# Start of Given records

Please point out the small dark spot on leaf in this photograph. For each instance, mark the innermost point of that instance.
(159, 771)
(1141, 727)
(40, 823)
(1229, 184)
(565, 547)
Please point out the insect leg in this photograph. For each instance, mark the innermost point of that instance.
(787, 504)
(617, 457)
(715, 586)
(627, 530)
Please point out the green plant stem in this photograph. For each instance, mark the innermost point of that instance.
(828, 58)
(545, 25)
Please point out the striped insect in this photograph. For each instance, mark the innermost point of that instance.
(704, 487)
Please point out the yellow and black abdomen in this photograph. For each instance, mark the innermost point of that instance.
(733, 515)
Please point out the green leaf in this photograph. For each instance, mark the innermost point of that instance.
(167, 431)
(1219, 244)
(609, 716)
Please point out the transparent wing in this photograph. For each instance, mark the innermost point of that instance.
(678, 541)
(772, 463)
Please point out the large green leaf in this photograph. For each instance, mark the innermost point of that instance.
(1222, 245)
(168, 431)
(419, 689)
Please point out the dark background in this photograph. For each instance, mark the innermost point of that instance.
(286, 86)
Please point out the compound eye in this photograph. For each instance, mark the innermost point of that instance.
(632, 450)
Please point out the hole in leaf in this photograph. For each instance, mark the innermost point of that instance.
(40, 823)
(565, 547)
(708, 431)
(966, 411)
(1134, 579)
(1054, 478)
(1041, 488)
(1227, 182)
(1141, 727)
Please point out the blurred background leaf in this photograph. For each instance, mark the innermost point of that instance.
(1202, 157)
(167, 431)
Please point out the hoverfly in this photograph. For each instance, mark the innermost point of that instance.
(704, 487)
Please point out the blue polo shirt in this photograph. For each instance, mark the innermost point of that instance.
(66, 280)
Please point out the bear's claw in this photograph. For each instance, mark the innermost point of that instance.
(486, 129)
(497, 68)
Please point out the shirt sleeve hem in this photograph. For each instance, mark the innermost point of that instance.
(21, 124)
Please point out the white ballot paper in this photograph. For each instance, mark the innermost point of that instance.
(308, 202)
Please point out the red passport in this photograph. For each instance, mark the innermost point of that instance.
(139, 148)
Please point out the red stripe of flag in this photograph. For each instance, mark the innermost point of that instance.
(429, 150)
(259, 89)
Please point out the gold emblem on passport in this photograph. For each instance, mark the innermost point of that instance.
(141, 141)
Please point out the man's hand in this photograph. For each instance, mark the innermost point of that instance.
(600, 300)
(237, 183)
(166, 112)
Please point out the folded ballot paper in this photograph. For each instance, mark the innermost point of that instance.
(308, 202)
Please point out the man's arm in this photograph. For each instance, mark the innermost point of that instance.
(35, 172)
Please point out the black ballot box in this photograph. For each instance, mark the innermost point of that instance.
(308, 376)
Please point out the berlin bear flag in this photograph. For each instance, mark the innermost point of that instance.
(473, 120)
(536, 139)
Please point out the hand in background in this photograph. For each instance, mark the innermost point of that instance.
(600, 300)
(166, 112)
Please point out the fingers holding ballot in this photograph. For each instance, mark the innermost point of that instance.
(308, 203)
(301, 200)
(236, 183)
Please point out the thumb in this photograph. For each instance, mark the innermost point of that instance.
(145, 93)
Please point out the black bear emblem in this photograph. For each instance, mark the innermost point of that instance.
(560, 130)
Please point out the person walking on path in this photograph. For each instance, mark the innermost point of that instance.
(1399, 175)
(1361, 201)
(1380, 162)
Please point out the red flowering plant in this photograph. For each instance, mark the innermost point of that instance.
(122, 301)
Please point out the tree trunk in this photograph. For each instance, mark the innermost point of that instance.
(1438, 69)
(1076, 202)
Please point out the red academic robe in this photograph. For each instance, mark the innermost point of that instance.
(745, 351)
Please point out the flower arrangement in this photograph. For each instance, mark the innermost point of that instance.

# End of Given records

§ **Brief**: Reproduce every one of the records above word for word, keeping their original order and adding nothing.

§ **Exercise result**:
Please point out the small dark spot on leaf in this photograph. For each instance, mark the innermost point of that instance.
(159, 771)
(1141, 727)
(40, 823)
(1229, 184)
(565, 547)
Please point out the insect leg in this photograph. For each instance, mark the innermost point of that instance.
(787, 504)
(617, 457)
(715, 586)
(627, 530)
Please point out the green plant stem in this photograph. For each instance, mark the innermost point of that instance.
(828, 58)
(545, 25)
Please point out the striped insect in this photograph. For each instance, mark the innermost point of that instance.
(704, 487)
Please point out the yellow and black abdomen in this photograph. For each instance, mark the innermost point of that instance.
(733, 515)
Please point out the green leaf in this photograph. For each instance, mark the innermost point of that instance.
(167, 431)
(1219, 244)
(609, 716)
Please point out the transparent wing in this photograph. For each instance, mark the innermost point of that instance.
(678, 541)
(772, 463)
Please point out the large green leaf in this photograph. For each instance, mark the innermost point of that instance.
(1222, 245)
(168, 431)
(419, 689)
Please point out the dark background in this photograph. For each instance, mark the innermost point of that instance.
(286, 86)
Please point out the compound eye in this photograph. For each instance, mark the innermost point of that instance.
(632, 450)
Please point out the hole in leaf in this photograph. For each instance, mark the innermost point of that instance.
(40, 823)
(565, 547)
(708, 431)
(966, 411)
(1134, 579)
(1054, 478)
(1041, 488)
(1227, 182)
(1141, 727)
Please point out the blurred background leaf in this photograph. For each instance, mark the innermost point of that instance.
(1202, 157)
(167, 431)
Please point out the hoverfly in this photograph. For each instance, mark the innermost point of that instance.
(704, 487)
Please point out the blue polo shirt in this photograph. For each instance, mark the innermost point of that instance.
(66, 280)
Please point out the bear's claw in this photograph. For each instance, mark the innermost point of that instance.
(486, 129)
(497, 68)
Please point out the shirt sleeve hem in this photograph. For each instance, mark the innermost point of that instance.
(21, 124)
Please point out the white ballot paper in this photograph. For each instance, mark the innermost point of that instance.
(308, 202)
Please point out the red passport in this photograph. For each instance, mark the innermost point of that instance.
(139, 148)
Please point out the red stripe of flag in this photograph. For each instance, mark the innermost point of that instance.
(429, 150)
(259, 89)
Please point out the gold emblem on passport in this photograph. For each instance, mark the innermost point of that instance.
(141, 141)
Please point out the man's hand in this photograph. For each instance, mark the innermost point of that instance.
(600, 300)
(237, 183)
(166, 112)
Please point out the folded ballot paper in this photograph. For each instance, mark the innermost point of that instance.
(308, 202)
Please point out the man's arm in this photograph. For each instance, mark the innermost point of that instance.
(35, 172)
Please point out the black ballot box in this photograph. For each instance, mark the innermost point of that instance.
(308, 376)
Please point out the berlin bear flag in this photograph. For each instance, mark the innermost point of that instance.
(473, 120)
(536, 139)
Please point out the hand in background in this photograph. For each instance, mark the innermost point of that instance.
(600, 300)
(166, 112)
Please point out the fingers holding ballot in this photograph. For each instance, mark the innermost point of that instance.
(308, 203)
(301, 200)
(236, 183)
Please point out the thumb in this photograph. For each instance, mark the innermost point of that instance.
(145, 93)
Please point out the black bear emblem in this photograph. For each instance, mark the innermost point of that instance.
(560, 130)
Please point out the person walking on path in this photograph. For each instance, mark the innermost point of that instance.
(1399, 175)
(1361, 201)
(1380, 162)
Please point out the red flowering plant in this photograph. For each instance, mark the innermost point of that instance.
(122, 301)
Please point out the tree trunk in this photograph. For each instance, mark the innermost point of that instance.
(1438, 69)
(1076, 202)
Please point out the red academic robe in this photograph. For each instance, mark the innermost point of that instance.
(745, 351)
Please point out the flower arrangement in this photograph. For each instance, mark the innermost point of that instance.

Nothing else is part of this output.